▶ Selected excerpt
----
But we still have to eat — and you should be eating organic.
So, we must be kind to ourselves. Kind is advocating for yourself. Kind is saving a good chunk from every check for a rainy day. Kind is having a side hustle that makes you just as much money as your job does. Kind is investing, not just in the stock market, but in yourself. In education and tools and systems that will make your life easier and better.
Think a housekeeper or a laundry service would free up some valuable time for you to devote to your business? If you can afford it, don’t hesitate to get it. We must be strategic in how we live in order to live well.
Think you should always keep your LinkedIn profile fresh with frequent posts on your accolades, achievements and commentary demonstrating your skill and expertise in your chosen field? You’re absolutely right. If you stay ready, you won’t have to get ready.
Think you’re devoting too much time and energy to other people and not enough to yourself? If you think that, you’ve been devoting too little energy to your own needs for a while now. Ignore the commentary that’s coming on how you’re selfish. Be selfish.
----
▶ Dataset excerpts
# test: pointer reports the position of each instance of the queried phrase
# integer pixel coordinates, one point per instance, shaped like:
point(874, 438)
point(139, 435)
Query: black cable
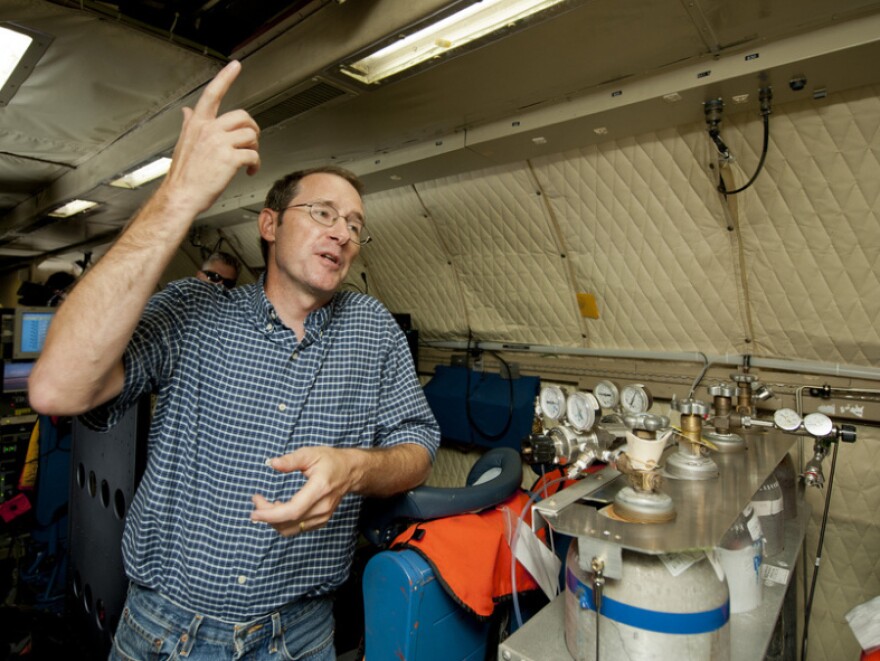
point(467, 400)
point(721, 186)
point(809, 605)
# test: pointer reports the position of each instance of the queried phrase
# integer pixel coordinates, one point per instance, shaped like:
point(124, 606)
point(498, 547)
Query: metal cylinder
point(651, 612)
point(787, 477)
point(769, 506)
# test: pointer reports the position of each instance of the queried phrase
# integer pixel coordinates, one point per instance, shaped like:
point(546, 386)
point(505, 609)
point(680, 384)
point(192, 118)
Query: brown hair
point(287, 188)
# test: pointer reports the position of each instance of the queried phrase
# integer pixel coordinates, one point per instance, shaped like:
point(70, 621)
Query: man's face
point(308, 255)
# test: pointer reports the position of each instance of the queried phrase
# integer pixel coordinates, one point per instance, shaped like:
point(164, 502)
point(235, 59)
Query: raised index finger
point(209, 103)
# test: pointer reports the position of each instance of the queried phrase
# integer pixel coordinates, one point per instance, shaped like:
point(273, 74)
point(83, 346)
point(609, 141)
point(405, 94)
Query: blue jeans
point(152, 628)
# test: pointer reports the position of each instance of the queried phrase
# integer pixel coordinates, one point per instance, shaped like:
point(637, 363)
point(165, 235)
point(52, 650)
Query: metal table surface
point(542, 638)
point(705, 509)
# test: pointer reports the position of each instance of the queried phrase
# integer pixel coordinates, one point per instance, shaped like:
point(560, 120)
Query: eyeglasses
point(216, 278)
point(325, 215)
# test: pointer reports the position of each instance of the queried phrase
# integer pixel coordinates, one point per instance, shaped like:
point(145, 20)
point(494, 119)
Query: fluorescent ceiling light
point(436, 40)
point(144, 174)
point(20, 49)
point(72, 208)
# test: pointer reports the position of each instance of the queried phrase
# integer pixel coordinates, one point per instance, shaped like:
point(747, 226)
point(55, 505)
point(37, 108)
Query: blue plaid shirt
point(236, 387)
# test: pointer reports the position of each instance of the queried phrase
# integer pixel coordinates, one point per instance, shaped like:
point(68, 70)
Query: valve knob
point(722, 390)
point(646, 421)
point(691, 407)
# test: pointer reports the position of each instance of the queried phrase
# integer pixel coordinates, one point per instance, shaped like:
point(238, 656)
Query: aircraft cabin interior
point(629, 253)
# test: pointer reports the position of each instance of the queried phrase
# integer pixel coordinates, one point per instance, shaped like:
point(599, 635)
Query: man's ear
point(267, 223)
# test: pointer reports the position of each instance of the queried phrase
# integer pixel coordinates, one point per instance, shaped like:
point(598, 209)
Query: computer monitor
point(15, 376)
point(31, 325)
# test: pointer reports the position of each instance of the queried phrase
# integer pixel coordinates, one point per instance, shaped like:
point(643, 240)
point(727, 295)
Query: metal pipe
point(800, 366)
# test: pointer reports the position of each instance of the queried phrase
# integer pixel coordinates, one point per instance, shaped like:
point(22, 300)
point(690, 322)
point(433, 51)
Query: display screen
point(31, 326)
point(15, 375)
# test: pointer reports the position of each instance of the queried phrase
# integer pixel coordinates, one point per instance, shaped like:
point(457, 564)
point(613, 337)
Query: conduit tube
----
▶ What is asked
1 – Copy the essay on being kind to yourself verbatim, from "But we still" to "to get ready.".
2 – Write the next part of the essay on being kind to yourself, picking up after its last sentence.
The items come from a source separate from the essay on being kind to yourself.

▶ Outputs in order
1 –
But we still have to eat — and you should be eating organic.
So, we must be kind to ourselves. Kind is advocating for yourself. Kind is saving a good chunk from every check for a rainy day. Kind is having a side hustle that makes you just as much money as your job does. Kind is investing, not just in the stock market, but in yourself. In education and tools and systems that will make your life easier and better.
Think a housekeeper or a laundry service would free up some valuable time for you to devote to your business? If you can afford it, don’t hesitate to get it. We must be strategic in how we live in order to live well.
Think you should always keep your LinkedIn profile fresh with frequent posts on your accolades, achievements and commentary demonstrating your skill and expertise in your chosen field? You’re absolutely right. If you stay ready, you won’t have to get ready.

2 –
You were not born to be of service to everyone except yourself. Whether you can carry the load or not, you weren’t born, as Zora Neale Hurston famously said, to be the mule of the world.
You have to take good care of yourself — especially if you have children.
I don’t have any, but I know I deserved a mother who was not stressed out and mean because she had concerns over money.
I know it is important to be of service to others. That’s actually a part of my version of a life well lived. But being selfish can be a good thing. It can mean the difference between pain and suffering, and being okay in a world where we can’t even go to work and work without nonsense.